▶ _Goal of the exercise_:
Every entry below should be transcribed exactly; pictures stay out of the copy.

═══

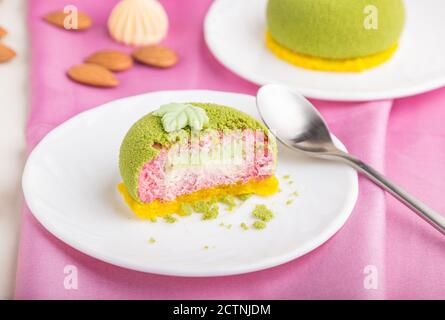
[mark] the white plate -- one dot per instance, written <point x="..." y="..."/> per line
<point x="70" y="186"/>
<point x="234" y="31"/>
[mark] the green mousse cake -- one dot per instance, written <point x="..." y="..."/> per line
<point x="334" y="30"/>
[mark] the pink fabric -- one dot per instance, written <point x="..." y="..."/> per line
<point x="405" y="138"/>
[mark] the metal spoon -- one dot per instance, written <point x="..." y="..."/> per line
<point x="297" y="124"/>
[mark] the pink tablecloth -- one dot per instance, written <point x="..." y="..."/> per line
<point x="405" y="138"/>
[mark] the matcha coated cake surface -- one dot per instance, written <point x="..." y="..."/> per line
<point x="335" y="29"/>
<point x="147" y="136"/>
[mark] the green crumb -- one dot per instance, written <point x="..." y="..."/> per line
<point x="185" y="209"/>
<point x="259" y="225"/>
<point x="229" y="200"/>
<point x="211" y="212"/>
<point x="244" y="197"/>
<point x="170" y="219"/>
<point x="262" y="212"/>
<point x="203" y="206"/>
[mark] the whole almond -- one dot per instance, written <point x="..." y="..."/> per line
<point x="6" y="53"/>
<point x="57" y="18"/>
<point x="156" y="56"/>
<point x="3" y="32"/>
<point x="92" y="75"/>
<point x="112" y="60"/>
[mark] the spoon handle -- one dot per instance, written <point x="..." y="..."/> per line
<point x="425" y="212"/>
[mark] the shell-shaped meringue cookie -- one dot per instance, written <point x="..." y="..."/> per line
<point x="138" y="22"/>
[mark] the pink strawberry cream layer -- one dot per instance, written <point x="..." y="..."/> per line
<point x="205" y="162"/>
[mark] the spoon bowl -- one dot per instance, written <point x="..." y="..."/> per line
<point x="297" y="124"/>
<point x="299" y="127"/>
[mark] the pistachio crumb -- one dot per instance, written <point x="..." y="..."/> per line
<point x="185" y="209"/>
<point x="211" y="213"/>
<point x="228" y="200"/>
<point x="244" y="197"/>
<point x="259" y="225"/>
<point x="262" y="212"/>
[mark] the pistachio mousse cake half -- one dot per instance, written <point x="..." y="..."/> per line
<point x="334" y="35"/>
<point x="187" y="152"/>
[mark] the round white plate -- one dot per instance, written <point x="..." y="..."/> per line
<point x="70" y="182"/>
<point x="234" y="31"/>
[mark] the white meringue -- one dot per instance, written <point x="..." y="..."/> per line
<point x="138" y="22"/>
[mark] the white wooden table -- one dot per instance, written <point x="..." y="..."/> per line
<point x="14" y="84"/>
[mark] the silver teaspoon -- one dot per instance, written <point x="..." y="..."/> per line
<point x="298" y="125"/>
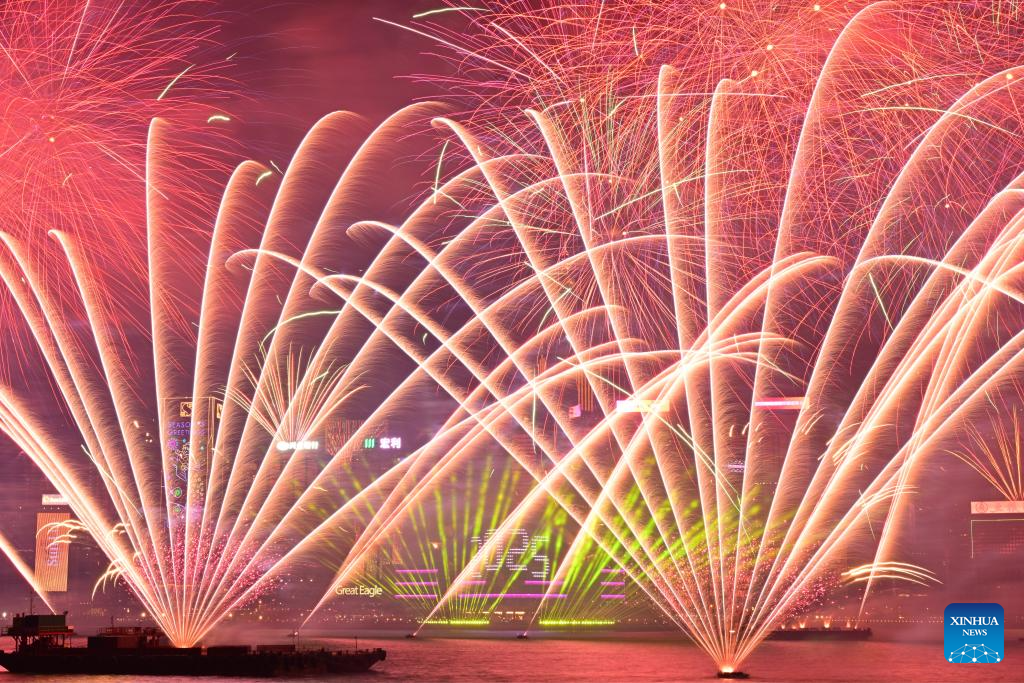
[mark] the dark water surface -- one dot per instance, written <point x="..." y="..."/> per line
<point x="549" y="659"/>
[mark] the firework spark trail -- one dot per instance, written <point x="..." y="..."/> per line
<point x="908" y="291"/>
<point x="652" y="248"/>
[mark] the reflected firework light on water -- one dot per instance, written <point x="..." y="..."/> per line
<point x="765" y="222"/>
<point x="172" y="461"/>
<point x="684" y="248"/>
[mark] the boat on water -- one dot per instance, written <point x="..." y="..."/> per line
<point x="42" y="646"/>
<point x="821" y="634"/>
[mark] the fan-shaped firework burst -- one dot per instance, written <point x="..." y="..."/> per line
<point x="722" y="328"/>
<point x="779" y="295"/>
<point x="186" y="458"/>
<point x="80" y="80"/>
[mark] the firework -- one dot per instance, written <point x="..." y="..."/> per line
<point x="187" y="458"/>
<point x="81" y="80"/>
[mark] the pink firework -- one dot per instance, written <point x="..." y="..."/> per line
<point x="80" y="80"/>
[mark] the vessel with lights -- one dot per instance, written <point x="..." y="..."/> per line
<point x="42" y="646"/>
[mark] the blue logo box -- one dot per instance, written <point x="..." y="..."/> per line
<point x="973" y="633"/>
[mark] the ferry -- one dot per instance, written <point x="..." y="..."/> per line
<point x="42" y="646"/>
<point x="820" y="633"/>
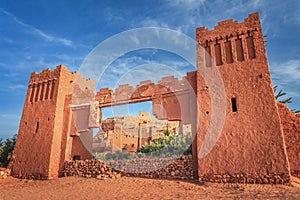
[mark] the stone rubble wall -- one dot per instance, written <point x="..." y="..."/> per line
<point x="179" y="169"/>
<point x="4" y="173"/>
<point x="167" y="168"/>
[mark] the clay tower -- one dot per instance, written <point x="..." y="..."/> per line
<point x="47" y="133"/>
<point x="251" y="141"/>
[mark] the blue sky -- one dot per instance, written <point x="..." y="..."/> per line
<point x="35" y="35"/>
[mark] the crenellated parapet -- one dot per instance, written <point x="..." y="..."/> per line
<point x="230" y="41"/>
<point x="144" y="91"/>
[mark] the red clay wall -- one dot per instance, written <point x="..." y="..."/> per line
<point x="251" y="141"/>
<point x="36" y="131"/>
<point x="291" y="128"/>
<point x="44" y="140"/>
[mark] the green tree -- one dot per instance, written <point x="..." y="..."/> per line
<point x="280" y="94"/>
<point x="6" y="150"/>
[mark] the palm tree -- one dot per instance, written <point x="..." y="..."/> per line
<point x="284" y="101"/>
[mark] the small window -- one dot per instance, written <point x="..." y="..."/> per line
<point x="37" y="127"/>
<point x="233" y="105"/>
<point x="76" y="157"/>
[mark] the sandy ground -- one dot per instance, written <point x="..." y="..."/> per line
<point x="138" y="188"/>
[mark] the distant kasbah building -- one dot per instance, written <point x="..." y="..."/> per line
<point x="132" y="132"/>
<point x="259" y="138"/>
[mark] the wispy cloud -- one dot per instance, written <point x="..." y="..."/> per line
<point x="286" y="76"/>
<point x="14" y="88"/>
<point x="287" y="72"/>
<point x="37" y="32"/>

═══

▶ _Output of the exercise_:
[mark] the white plate -- one dot per instance, written <point x="..." y="..."/> per line
<point x="70" y="186"/>
<point x="234" y="31"/>
[mark] the green mousse cake -- one dot per instance, written <point x="..." y="..."/> per line
<point x="334" y="30"/>
[mark] the pink fabric -- one dot per instance, written <point x="..." y="..."/> per line
<point x="405" y="138"/>
[mark] the metal spoon -- one dot per instance, written <point x="..." y="..."/> per line
<point x="297" y="124"/>
[mark] the pink tablecloth -- one dot per instance, written <point x="..." y="..."/> per line
<point x="405" y="138"/>
[mark] the matcha coated cake surface -- one dot per instance, written <point x="..." y="..."/> per line
<point x="335" y="29"/>
<point x="147" y="136"/>
[mark] the green crumb -- one dot per instance, written <point x="..." y="..."/> per line
<point x="185" y="209"/>
<point x="259" y="225"/>
<point x="229" y="200"/>
<point x="211" y="212"/>
<point x="244" y="197"/>
<point x="170" y="219"/>
<point x="262" y="212"/>
<point x="203" y="206"/>
[mark] the whole almond -- one dot per instance, written <point x="..." y="..."/> per line
<point x="6" y="53"/>
<point x="57" y="18"/>
<point x="156" y="56"/>
<point x="3" y="32"/>
<point x="92" y="75"/>
<point x="112" y="60"/>
[mark] the spoon handle -- one dot per instance, written <point x="..." y="..."/> per line
<point x="425" y="212"/>
[mark] the shell-shaped meringue cookie -- one dot per instance, written <point x="..." y="..."/> per line
<point x="138" y="22"/>
[mark] the pink strawberry cream layer -- one dot per instance, written <point x="..." y="..."/> per line
<point x="205" y="162"/>
[mark] the spoon bowl -- one dot per instance, written <point x="..." y="..."/> per line
<point x="297" y="124"/>
<point x="299" y="127"/>
[mark] the pistachio crumb -- one dot per instance, written <point x="..." y="..."/> per line
<point x="185" y="209"/>
<point x="211" y="213"/>
<point x="228" y="200"/>
<point x="244" y="197"/>
<point x="259" y="225"/>
<point x="262" y="212"/>
[mark] the pistachio mousse cake half -- one dot per instance, written <point x="..." y="..."/> per line
<point x="334" y="35"/>
<point x="187" y="152"/>
[mark] the round white plate -- one dot per instance, written <point x="..." y="..."/> per line
<point x="70" y="182"/>
<point x="234" y="31"/>
[mark] the white meringue -- one dot per instance, written <point x="..." y="..."/> per line
<point x="138" y="22"/>
[mark] the white wooden table -- one dot per instance, written <point x="..." y="..."/> per line
<point x="14" y="84"/>
[mark] the silver teaspoon -- one dot per instance, written <point x="..." y="..."/> per line
<point x="298" y="125"/>
[mark] the dark water surface -- one dot per instance, written <point x="..." y="..."/> per line
<point x="549" y="659"/>
[mark] the firework spark trail -- one dot per instance, written <point x="..." y="..."/> per line
<point x="908" y="291"/>
<point x="652" y="248"/>
[mark] the reflected firework light on water -- one dot per instance, written <point x="..." y="..."/> per line
<point x="765" y="222"/>
<point x="172" y="461"/>
<point x="684" y="248"/>
[mark] the boat on water -- one dot per instance, written <point x="..." y="..."/> per line
<point x="42" y="646"/>
<point x="821" y="634"/>
[mark] the fan-shaped firework burst -- one dot per instance, written <point x="..." y="..."/> per line
<point x="722" y="328"/>
<point x="779" y="295"/>
<point x="186" y="458"/>
<point x="80" y="80"/>
[mark] the firework -- one dot per instance, written <point x="..." y="..."/> per line
<point x="187" y="458"/>
<point x="81" y="80"/>
[mark] the pink firework -- one dot per instance, written <point x="..." y="..."/> per line
<point x="80" y="80"/>
[mark] the vessel with lights -- one dot per instance, written <point x="..." y="..."/> per line
<point x="42" y="646"/>
[mark] the blue logo box -- one dot per instance, written <point x="..." y="..."/> per line
<point x="973" y="633"/>
[mark] the ferry -- one dot per instance, written <point x="..." y="..."/> per line
<point x="42" y="646"/>
<point x="820" y="633"/>
[mark] the stone rubble wall -- one dot per instance, written <point x="..." y="..."/> per line
<point x="179" y="169"/>
<point x="4" y="173"/>
<point x="167" y="168"/>
[mark] the clay tower -- one dot per instance, written <point x="..." y="..."/> per line
<point x="47" y="133"/>
<point x="251" y="141"/>
[mark] the blue sky -- one dot per instance, written <point x="..." y="..."/> per line
<point x="35" y="35"/>
[mark] the crenellated parapet -- one dot per instance, written <point x="..." y="..."/> per line
<point x="230" y="41"/>
<point x="144" y="91"/>
[mark] the red clay wall -- one dot per instance, written <point x="..." y="..."/> per line
<point x="251" y="141"/>
<point x="36" y="131"/>
<point x="291" y="128"/>
<point x="44" y="140"/>
[mark] the green tree -- one dot per instance, written <point x="..." y="..."/> per line
<point x="280" y="94"/>
<point x="6" y="150"/>
[mark] the palm tree -- one dot per instance, written <point x="..." y="..."/> per line
<point x="284" y="101"/>
[mark] the small window -- one dot per instance, written <point x="..." y="..."/> per line
<point x="37" y="127"/>
<point x="233" y="105"/>
<point x="76" y="157"/>
[mark] the sandy ground -- one dot per instance, written <point x="..." y="..."/> per line
<point x="138" y="188"/>
[mark] the distant kasbah building -- one dot per instance, written <point x="..." y="..."/> per line
<point x="132" y="132"/>
<point x="259" y="138"/>
[mark] the wispy cloud -- one dot per instance, written <point x="..." y="..."/> per line
<point x="286" y="76"/>
<point x="14" y="88"/>
<point x="287" y="72"/>
<point x="37" y="32"/>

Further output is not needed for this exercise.